*GIVEN REQUEST*
Pull out every line below that contains the word "handbag", and copy each one unchanged.

*RECORDED DATA*
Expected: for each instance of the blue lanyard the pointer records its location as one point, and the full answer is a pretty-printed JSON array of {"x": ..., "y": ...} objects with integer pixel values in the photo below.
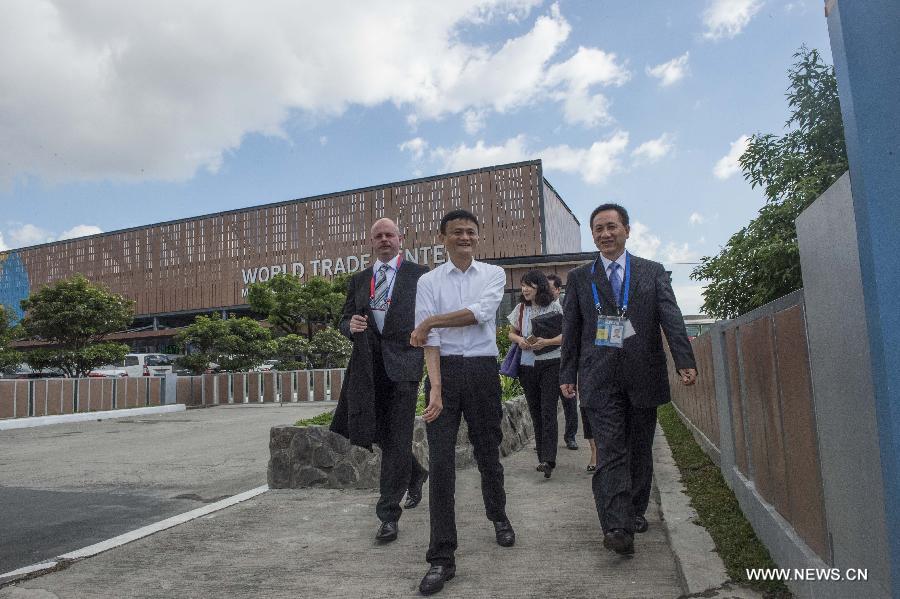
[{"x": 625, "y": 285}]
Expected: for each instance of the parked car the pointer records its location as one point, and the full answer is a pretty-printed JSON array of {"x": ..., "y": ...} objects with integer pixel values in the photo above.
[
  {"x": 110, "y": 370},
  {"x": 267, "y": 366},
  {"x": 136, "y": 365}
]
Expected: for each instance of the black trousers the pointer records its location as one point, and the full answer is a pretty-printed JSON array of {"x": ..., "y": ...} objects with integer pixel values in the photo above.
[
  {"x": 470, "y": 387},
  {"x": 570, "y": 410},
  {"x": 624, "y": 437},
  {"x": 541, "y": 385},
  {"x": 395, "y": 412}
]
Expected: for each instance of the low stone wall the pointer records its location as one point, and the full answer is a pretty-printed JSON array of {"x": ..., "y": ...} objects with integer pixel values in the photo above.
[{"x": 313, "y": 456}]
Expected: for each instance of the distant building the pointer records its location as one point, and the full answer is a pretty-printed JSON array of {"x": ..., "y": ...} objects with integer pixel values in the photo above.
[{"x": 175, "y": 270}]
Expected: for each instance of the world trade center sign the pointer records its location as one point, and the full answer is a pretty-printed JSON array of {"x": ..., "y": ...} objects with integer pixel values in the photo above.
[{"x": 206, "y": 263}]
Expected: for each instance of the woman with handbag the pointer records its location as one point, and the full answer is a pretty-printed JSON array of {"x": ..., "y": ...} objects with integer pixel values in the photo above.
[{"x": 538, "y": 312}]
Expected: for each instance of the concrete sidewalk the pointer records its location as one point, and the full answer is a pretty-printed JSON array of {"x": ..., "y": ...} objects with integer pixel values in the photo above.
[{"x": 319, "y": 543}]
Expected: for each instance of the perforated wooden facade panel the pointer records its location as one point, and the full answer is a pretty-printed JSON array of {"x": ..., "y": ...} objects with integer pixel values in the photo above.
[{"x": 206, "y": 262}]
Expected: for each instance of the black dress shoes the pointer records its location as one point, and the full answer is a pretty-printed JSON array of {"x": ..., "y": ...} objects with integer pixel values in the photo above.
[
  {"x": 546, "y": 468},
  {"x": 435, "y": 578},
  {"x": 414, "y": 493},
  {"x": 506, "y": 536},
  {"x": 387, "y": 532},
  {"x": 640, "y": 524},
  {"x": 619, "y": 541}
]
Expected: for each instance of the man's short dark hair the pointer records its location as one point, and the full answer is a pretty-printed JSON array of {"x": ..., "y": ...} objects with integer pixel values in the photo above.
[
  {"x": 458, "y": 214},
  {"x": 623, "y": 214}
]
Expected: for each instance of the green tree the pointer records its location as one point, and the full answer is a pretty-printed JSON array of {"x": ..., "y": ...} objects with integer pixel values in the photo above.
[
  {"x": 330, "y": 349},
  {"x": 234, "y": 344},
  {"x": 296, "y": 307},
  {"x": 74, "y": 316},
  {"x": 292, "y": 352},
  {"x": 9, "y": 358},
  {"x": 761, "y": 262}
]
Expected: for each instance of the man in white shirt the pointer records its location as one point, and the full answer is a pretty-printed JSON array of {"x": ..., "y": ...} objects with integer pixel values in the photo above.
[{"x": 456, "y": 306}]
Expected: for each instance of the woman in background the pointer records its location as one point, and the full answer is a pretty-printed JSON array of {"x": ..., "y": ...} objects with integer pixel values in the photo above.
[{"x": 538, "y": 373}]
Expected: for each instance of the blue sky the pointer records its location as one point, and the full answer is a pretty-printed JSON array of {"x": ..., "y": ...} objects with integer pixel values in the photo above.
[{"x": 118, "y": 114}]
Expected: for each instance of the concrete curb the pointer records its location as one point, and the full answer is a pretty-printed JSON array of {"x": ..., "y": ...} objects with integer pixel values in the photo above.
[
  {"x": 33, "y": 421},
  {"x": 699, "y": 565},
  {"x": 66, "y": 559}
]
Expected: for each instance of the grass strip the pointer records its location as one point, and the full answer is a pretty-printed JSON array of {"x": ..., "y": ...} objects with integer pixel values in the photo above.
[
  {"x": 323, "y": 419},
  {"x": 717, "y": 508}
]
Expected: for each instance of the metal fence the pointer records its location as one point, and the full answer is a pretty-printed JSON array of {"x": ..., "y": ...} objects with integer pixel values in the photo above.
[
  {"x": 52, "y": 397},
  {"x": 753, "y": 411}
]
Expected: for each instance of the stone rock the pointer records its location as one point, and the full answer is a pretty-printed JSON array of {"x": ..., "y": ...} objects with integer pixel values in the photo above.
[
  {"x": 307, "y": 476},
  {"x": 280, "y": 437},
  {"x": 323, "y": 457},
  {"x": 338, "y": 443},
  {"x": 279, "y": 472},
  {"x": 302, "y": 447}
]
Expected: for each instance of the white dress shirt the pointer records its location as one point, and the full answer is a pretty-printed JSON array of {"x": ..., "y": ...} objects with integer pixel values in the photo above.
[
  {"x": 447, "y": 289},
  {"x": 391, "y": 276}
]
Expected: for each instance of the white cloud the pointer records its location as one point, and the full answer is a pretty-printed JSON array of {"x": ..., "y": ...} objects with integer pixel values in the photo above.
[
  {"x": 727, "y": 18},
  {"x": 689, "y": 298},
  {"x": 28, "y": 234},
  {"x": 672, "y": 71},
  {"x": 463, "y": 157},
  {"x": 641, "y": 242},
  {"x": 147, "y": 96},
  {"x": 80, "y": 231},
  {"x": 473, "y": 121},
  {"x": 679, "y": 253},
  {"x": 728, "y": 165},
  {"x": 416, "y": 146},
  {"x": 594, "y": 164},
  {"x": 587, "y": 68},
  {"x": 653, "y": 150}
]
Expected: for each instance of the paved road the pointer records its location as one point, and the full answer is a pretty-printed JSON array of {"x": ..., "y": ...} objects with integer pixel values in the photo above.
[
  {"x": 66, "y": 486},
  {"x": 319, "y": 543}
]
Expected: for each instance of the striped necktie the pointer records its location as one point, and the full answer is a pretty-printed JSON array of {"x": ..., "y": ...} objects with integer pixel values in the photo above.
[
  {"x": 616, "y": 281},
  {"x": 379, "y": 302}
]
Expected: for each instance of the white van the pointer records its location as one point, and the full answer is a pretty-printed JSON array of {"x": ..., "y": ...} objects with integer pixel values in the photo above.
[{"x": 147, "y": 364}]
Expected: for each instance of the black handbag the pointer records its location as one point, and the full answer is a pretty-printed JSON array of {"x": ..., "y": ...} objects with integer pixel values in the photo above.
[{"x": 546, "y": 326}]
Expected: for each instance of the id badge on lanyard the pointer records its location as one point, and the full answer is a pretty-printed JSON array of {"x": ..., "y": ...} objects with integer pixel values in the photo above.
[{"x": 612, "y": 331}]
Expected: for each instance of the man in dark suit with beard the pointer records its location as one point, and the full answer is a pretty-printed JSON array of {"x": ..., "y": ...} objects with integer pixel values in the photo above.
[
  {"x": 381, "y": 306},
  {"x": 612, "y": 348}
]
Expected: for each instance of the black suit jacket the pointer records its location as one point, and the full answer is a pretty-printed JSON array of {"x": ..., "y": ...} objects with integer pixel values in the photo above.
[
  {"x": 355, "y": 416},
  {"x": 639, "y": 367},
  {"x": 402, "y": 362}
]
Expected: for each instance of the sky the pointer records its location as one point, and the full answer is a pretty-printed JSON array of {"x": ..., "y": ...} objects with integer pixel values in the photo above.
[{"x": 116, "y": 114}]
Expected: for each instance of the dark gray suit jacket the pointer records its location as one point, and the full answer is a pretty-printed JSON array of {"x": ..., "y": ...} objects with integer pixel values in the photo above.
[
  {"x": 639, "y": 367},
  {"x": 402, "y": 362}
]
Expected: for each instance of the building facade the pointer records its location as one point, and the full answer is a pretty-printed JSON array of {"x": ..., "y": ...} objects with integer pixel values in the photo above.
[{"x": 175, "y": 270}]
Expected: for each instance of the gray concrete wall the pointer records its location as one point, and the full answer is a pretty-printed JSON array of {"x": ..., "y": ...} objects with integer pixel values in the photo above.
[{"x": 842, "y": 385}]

...

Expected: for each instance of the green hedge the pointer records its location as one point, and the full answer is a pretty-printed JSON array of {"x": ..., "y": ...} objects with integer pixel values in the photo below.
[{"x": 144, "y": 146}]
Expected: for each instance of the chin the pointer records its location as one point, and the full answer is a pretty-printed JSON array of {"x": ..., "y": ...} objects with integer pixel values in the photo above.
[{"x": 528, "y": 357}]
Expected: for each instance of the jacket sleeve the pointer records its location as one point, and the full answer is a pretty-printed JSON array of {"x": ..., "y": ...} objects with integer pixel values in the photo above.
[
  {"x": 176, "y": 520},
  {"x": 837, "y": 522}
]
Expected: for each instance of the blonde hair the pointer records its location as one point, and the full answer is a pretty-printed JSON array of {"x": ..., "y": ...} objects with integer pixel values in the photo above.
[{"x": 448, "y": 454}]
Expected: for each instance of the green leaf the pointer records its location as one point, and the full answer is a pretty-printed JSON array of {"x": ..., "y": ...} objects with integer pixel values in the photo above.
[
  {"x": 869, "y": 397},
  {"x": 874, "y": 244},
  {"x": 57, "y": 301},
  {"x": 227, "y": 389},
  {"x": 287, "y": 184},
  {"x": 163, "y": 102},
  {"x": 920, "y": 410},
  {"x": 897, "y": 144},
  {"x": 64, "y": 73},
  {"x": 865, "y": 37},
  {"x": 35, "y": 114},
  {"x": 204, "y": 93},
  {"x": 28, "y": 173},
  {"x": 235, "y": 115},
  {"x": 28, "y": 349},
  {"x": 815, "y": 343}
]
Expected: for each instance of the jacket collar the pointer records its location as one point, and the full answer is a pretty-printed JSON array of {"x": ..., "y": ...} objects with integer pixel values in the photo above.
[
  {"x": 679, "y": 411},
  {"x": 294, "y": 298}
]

*PROBLEM SOLUTION*
Expected: for each instance of the woman with handbag the pointer records its location as one point, and the full answer is a pretty-printed JSON array of {"x": ..., "y": ...} objects with integer pixel values in the photo above.
Expected: for each instance of the black handbag the pointer records its location as one point, and the full answer is a pretty-printed JSON array of {"x": ..., "y": ...} objects with integer pixel values in the photo above.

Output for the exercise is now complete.